(begin)

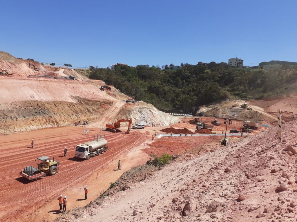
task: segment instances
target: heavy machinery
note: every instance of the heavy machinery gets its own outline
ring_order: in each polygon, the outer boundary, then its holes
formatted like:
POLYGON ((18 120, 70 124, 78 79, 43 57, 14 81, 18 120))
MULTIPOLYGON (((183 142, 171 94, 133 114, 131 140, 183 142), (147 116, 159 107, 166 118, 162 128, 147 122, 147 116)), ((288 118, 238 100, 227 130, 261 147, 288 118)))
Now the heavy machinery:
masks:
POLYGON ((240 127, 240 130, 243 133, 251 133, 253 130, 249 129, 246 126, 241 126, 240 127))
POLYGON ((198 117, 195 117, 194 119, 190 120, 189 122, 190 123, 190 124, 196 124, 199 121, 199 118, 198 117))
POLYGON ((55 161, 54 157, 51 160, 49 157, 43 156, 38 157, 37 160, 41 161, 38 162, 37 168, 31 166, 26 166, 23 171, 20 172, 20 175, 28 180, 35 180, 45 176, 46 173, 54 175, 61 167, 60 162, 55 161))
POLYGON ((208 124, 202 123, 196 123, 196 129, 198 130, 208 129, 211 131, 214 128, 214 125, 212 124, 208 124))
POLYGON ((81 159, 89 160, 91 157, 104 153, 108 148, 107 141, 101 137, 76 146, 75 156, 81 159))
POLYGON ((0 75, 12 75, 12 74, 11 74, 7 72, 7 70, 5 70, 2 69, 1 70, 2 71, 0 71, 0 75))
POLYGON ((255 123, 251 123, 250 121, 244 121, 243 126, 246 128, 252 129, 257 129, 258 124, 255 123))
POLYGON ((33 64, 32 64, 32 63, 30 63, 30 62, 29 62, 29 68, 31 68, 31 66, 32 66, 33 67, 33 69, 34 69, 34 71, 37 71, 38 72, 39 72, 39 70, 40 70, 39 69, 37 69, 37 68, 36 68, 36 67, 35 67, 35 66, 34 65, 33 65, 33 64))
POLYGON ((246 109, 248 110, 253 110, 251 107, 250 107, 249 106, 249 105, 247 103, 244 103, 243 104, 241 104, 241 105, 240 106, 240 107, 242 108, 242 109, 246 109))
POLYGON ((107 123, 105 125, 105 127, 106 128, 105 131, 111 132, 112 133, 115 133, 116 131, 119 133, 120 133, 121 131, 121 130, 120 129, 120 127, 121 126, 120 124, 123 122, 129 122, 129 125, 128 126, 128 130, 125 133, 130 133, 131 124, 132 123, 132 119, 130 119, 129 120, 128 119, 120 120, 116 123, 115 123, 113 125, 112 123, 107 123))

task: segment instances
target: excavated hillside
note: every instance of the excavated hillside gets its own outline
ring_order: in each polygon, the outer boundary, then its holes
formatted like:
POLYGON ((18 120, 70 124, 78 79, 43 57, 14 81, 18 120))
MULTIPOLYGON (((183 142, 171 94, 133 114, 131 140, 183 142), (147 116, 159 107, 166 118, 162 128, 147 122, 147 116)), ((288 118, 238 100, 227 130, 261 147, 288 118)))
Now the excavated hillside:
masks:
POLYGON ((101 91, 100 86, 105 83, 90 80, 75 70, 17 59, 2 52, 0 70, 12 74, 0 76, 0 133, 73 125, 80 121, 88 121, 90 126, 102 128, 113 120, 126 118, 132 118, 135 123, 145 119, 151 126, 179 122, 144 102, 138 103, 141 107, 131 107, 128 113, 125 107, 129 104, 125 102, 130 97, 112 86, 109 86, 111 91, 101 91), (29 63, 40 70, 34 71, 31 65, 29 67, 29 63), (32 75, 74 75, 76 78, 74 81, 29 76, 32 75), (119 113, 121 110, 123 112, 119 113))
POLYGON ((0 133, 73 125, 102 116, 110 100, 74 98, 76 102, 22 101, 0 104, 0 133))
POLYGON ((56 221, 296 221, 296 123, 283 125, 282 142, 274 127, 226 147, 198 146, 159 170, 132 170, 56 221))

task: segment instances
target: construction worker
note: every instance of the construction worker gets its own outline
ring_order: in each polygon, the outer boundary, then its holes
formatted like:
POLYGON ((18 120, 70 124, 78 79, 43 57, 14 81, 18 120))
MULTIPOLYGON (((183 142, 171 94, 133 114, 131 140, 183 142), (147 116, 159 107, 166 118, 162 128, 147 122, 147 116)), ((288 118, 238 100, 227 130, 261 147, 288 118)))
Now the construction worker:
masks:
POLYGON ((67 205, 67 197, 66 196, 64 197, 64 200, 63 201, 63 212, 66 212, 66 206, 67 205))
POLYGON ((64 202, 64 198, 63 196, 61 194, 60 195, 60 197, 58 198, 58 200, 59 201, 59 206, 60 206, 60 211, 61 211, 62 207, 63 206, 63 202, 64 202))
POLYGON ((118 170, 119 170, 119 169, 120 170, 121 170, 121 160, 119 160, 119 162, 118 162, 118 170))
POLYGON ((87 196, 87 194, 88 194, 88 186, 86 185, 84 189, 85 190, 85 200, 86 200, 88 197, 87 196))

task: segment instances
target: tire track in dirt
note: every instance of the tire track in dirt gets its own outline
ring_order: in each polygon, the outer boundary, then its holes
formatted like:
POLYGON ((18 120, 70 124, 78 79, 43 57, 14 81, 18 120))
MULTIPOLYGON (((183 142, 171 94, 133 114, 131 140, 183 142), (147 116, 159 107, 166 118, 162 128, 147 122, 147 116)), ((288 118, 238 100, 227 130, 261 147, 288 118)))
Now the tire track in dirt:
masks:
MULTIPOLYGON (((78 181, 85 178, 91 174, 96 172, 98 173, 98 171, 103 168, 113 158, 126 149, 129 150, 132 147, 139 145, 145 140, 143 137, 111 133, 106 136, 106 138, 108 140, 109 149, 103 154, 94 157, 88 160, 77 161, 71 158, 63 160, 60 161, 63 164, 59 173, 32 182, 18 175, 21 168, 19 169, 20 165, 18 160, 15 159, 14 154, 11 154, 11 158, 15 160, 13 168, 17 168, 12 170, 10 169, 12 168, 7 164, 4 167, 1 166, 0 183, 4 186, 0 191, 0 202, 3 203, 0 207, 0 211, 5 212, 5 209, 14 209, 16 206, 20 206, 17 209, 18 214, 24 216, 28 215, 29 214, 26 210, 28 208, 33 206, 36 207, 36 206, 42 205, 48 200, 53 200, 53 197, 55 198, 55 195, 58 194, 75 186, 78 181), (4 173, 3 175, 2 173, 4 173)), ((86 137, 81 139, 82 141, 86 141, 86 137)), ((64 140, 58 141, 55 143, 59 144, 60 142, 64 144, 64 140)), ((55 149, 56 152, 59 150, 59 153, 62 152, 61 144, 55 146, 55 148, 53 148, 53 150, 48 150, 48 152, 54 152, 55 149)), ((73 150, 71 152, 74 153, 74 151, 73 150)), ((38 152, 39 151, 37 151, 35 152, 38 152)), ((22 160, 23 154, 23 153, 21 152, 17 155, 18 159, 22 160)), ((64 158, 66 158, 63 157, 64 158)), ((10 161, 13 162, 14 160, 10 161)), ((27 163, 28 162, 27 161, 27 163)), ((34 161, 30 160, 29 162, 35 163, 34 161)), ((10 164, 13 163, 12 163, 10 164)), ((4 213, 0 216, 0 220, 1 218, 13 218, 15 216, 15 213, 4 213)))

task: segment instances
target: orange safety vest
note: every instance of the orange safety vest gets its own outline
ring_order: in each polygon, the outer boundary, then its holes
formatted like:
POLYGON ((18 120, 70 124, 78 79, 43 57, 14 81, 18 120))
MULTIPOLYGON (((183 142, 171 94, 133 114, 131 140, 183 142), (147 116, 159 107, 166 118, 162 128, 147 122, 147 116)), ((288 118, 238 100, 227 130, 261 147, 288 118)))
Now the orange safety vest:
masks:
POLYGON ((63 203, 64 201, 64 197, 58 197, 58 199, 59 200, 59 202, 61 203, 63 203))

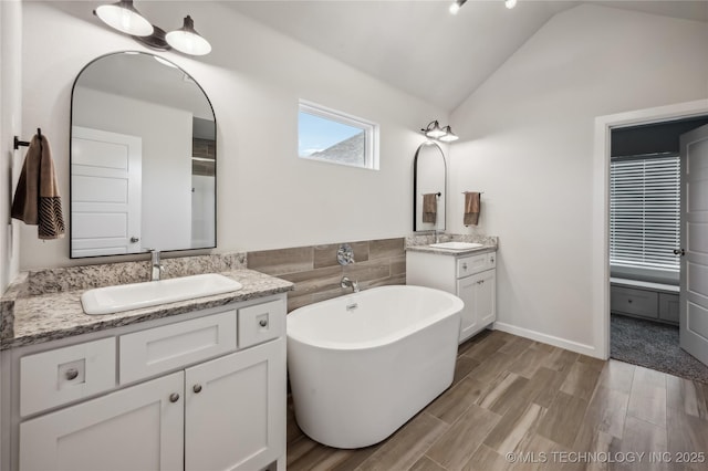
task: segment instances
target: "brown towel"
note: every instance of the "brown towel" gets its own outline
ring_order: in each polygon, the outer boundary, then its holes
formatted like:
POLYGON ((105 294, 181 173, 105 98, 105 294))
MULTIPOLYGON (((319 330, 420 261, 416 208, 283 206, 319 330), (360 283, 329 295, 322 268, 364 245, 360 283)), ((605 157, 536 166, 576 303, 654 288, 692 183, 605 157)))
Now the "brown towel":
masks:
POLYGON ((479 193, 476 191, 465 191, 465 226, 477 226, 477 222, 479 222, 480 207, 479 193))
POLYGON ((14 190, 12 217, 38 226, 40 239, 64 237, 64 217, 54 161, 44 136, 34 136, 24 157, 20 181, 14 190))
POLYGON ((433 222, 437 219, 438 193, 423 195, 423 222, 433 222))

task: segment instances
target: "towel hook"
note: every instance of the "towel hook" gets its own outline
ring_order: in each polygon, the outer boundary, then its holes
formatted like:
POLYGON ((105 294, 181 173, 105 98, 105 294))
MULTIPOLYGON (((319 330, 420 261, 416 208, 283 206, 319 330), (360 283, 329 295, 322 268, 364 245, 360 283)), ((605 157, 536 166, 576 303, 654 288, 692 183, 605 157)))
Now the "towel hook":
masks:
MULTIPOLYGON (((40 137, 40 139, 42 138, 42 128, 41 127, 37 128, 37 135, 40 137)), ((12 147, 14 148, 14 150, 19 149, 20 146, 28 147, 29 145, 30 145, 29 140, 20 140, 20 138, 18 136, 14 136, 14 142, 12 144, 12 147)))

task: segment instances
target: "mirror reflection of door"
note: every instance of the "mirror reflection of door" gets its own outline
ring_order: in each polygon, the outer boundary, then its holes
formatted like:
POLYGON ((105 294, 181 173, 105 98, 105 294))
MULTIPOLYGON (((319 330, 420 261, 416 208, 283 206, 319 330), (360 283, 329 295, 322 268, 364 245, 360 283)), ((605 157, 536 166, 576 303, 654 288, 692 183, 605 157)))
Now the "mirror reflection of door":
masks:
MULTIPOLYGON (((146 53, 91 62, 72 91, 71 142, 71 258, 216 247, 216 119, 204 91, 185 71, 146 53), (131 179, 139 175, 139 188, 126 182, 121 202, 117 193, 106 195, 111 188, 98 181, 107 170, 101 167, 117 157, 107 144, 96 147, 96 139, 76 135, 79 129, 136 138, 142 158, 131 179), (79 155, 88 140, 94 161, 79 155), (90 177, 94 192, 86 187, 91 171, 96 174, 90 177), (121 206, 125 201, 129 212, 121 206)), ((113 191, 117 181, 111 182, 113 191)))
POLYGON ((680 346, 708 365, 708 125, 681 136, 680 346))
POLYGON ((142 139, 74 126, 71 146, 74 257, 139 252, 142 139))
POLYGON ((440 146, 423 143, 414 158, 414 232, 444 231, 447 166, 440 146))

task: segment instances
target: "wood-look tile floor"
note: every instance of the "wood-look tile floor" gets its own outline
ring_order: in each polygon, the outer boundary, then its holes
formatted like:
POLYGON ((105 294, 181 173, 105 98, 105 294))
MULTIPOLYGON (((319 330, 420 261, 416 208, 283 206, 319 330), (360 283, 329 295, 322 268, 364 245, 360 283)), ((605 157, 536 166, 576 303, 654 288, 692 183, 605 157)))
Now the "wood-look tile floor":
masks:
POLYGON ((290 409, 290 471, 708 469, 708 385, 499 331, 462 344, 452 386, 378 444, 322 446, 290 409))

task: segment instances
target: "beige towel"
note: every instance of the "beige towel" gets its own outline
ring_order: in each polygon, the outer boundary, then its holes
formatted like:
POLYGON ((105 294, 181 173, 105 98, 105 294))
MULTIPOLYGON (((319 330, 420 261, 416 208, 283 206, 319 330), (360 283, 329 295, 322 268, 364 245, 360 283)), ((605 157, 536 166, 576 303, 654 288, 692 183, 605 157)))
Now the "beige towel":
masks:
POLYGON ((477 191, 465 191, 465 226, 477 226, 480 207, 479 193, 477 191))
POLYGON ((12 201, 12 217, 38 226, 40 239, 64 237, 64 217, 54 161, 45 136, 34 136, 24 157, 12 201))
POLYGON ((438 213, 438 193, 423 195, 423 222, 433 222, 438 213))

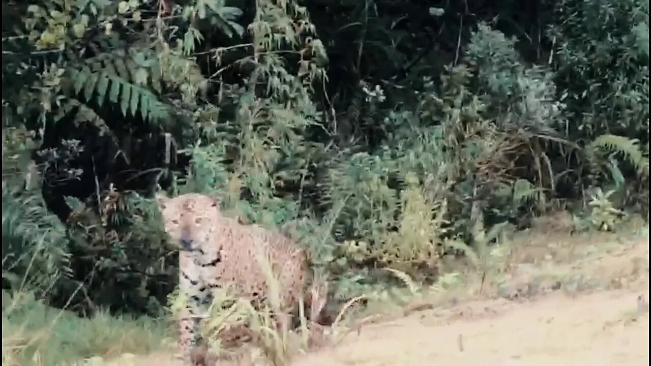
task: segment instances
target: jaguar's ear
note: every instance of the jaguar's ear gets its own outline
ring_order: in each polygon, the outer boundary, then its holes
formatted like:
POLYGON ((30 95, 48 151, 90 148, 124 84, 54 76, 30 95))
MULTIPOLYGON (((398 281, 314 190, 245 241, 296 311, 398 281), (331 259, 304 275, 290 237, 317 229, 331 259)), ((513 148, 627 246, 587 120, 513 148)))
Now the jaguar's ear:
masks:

(end)

### Exercise description:
Copy everything from the start of the rows down through the line containing "POLYGON ((246 109, 248", putting "construction equipment" wherever "heavy machinery" appears and keeping the rest the same. Don't include the pictures.

### Written solution:
task: segment instances
target: construction equipment
note: every instance of the construction equipment gets its own outline
ring_order: in each polygon, the outer boundary, then its holes
formatted like:
POLYGON ((18 120, 70 124, 78 79, 43 57, 14 81, 18 120))
MULTIPOLYGON (((183 142, 171 94, 133 114, 131 140, 183 142), (147 116, 159 107, 166 118, 162 128, 147 122, 147 116)), ((288 118, 238 100, 227 130, 261 147, 288 118)))
Now the construction equipment:
masks:
POLYGON ((240 127, 240 130, 243 133, 251 133, 253 130, 249 129, 246 126, 241 126, 240 127))
POLYGON ((198 117, 195 117, 194 119, 190 120, 189 122, 190 123, 190 124, 196 124, 199 121, 199 118, 198 117))
POLYGON ((55 161, 54 157, 51 160, 49 157, 43 156, 38 157, 37 160, 41 161, 38 162, 37 168, 31 166, 26 166, 23 171, 20 172, 20 175, 28 180, 35 180, 45 176, 46 173, 54 175, 61 167, 60 162, 55 161))
POLYGON ((208 124, 202 123, 196 123, 196 129, 198 130, 208 129, 211 131, 214 128, 214 125, 212 124, 208 124))
POLYGON ((81 159, 89 160, 91 157, 104 153, 108 148, 107 141, 101 137, 76 146, 75 156, 81 159))
POLYGON ((0 75, 12 75, 12 74, 11 74, 7 72, 7 70, 5 70, 2 69, 1 70, 2 71, 0 71, 0 75))
POLYGON ((255 123, 251 123, 250 121, 244 121, 243 126, 246 128, 252 129, 257 129, 258 124, 255 123))
POLYGON ((33 64, 32 64, 32 63, 30 63, 30 62, 29 62, 29 68, 31 68, 31 66, 32 66, 33 67, 33 69, 34 69, 34 71, 37 71, 38 72, 39 72, 39 70, 40 70, 39 69, 37 69, 37 68, 36 68, 36 67, 35 67, 35 66, 34 65, 33 65, 33 64))
POLYGON ((246 109, 248 110, 253 110, 251 107, 250 107, 249 106, 249 105, 247 103, 244 103, 243 104, 241 104, 241 105, 240 106, 240 107, 242 108, 242 109, 246 109))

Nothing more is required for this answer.